_DOCUMENT EXTRACT_
When triggered, the Fight, Flight, or Freeze alarm bells in our brain go off, communicating that we are in immediate and life-threatening danger and must focus solely on survival. In many situations, pain itself is interpreted as a threat from which the brain needs to protect itself, meaning that those who live with chronic pain may find themselves in a constant state of emergency. Living in fear and panic not only makes it extremely difficult to treat the original pain, but it can also cause heightened stress, pain, and illness.
Joanne is not weak, crazy, or overreacting: she is triggered. Her brain has heroically switched into survival mode in order to protect her, shutting off all body systems that are not connected to this life-saving mission. In this emergency state, it is impossible to fulfill seemingly normal tasks – like waiting for your turn to see the doctor for what is probably a common cold.
Treating chronic pain without understanding trauma
Managing chronic pain sometimes feels like staggering through a maze: every step forward is followed by two steps back. Despite years of effort, sometimes it feels like we haven’t made any progress at all. At Live the Pain, we know that one of the core reasons that many treatment plans fall short of their goals is that they are missing a critical piece of the puzzle: trauma.
It may seem dramatic to suddenly wonder if we have been traumatized – isn’t chronic pain enough? Isn’t trauma something that only happens to victims of serious abuse and soldiers in war? But recognizing that trauma often comes hand in hand with chronic pain is an essential step in determining the path toward healing. If we do not understand what is happening inside our body and brain, how can we move forward? Trying to treat chronic pain without addressing the traumatizing aspects is like shoveling your driveway with a rake. It doesn’t work, because you’re using the wrong tool.
Breakthroughs in trauma research
There has been major progress in the field of trauma treatment in recent years. Once we recognize that there are traumatizing aspects in the chronic pain experience, we have access to a toolbox of evidenced-based methods that can be used to address them. Psychodynamic approaches are now being complimented by those that take into account the inextricable link between our minds, bodies, and emotions, allowing for more integrative and effective treatment.

_CHECK YOUR UNDERSTANDING_
A. Can you repeat the passage on chronic pain and trauma word for word, from "It may seem" to "the wrong tool."?
B. Can you pick up the passage on chronic pain and trauma where it stops and keep writing it?

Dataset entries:
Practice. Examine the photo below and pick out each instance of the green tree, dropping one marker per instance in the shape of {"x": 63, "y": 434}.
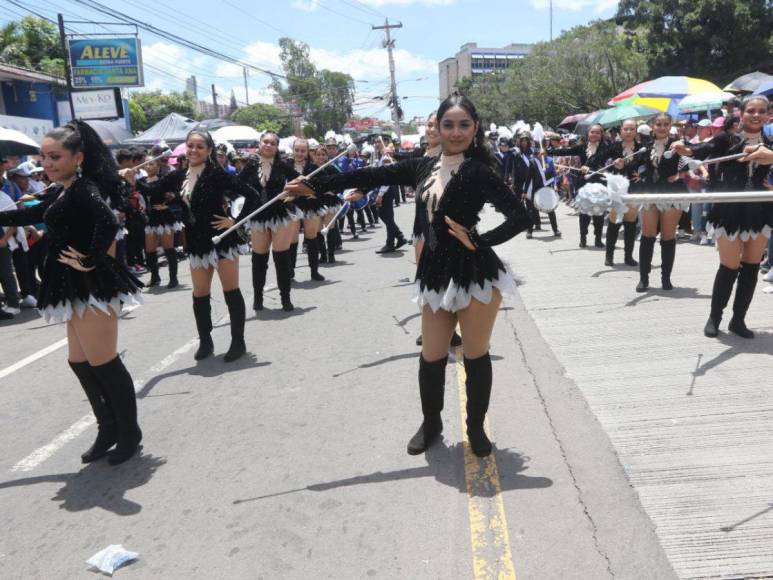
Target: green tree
{"x": 713, "y": 39}
{"x": 264, "y": 117}
{"x": 32, "y": 43}
{"x": 157, "y": 105}
{"x": 325, "y": 98}
{"x": 137, "y": 117}
{"x": 577, "y": 72}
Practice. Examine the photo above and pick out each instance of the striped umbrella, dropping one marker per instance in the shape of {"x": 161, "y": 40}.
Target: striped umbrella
{"x": 666, "y": 87}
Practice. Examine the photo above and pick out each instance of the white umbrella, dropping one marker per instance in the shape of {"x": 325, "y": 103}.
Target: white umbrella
{"x": 238, "y": 133}
{"x": 700, "y": 102}
{"x": 13, "y": 142}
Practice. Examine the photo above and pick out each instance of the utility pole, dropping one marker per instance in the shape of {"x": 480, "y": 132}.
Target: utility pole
{"x": 551, "y": 20}
{"x": 389, "y": 44}
{"x": 246, "y": 92}
{"x": 214, "y": 102}
{"x": 67, "y": 71}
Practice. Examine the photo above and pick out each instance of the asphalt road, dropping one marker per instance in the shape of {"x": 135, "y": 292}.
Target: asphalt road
{"x": 291, "y": 463}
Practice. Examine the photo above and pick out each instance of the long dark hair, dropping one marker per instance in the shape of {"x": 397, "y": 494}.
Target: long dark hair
{"x": 98, "y": 164}
{"x": 478, "y": 149}
{"x": 277, "y": 155}
{"x": 209, "y": 142}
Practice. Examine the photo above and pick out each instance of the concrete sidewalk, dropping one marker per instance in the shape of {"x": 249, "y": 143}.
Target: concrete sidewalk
{"x": 690, "y": 418}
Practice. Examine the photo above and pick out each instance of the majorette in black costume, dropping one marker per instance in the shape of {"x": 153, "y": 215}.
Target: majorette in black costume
{"x": 78, "y": 217}
{"x": 660, "y": 173}
{"x": 313, "y": 208}
{"x": 269, "y": 176}
{"x": 162, "y": 225}
{"x": 82, "y": 282}
{"x": 207, "y": 191}
{"x": 457, "y": 264}
{"x": 630, "y": 155}
{"x": 737, "y": 227}
{"x": 594, "y": 156}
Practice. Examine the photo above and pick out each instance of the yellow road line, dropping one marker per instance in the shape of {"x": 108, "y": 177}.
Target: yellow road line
{"x": 489, "y": 536}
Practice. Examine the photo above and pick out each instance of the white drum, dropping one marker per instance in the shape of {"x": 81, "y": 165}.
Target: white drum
{"x": 546, "y": 199}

_RESULTS BY TASK_
A.
It may seem dramatic to suddenly wonder if we have been traumatized – isn’t chronic pain enough? Isn’t trauma something that only happens to victims of serious abuse and soldiers in war? But recognizing that trauma often comes hand in hand with chronic pain is an essential step in determining the path toward healing. If we do not understand what is happening inside our body and brain, how can we move forward? Trying to treat chronic pain without addressing the traumatizing aspects is like shoveling your driveway with a rake. It doesn’t work, because you’re using the wrong tool.

B.
Among these trauma-informed therapeutic models are EMDR, which combines exposure therapy with guided eye movements, and Somatic Experiencing, a body-oriented approach that provides clinical tools to release the survival energy stored in the body.
These therapeutic models address the root cause of trauma symptoms, helping people release the trauma that has been stored in their minds and bodies, exacerbating their original pain. After years of “talking things through” with a therapist, sometimes a shift in perspective that provides new and more relevant tools can finally help people release all of this damaging, pent up energy. LTP integrates these cutting-edge approaches into all of our programs, because we know that once trauma is released, we can regain a sense of agency over our lives and put our pain back into perspective.
Finding hope in trauma
Obviously, not every person who suffers from chronic pain also experiences trauma, and even for those who do, recognizing and addressing trauma will not magically cure chronic pain. However, by acknowledging the prevalence of trauma in the chronic pain experience, we open up the possibility of new ways of looking at our pain. By incorporating trauma-informed approaches to our treatment plans, we create open roads of hope where we previously saw only brick walls in a maze.